TO BE DONE
Format these lines as a Markdown table with the columns Row and Line, numbering each row and omitting blank lines. Leave the pictures out of your answer.

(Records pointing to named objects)
=====
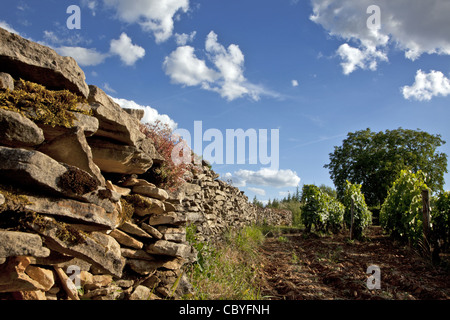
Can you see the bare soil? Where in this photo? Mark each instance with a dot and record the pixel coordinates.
(309, 267)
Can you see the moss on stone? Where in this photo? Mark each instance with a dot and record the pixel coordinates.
(77, 181)
(41, 105)
(14, 201)
(64, 231)
(139, 201)
(127, 211)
=====
TASK OUTPUT
| Row | Line |
|---|---|
| 1 | Can you see the bare soil? Where in this photo? Mark each instance with a dot and record the pixel coordinates. |
| 2 | (309, 267) |
| 3 | Can you see the moss on stone? Where in this photo? Mark each instance with a dot and record the pixel coordinates. |
| 4 | (77, 181) |
| 5 | (41, 105) |
| 6 | (14, 201) |
| 7 | (64, 231) |
| 8 | (139, 201) |
| 9 | (127, 211) |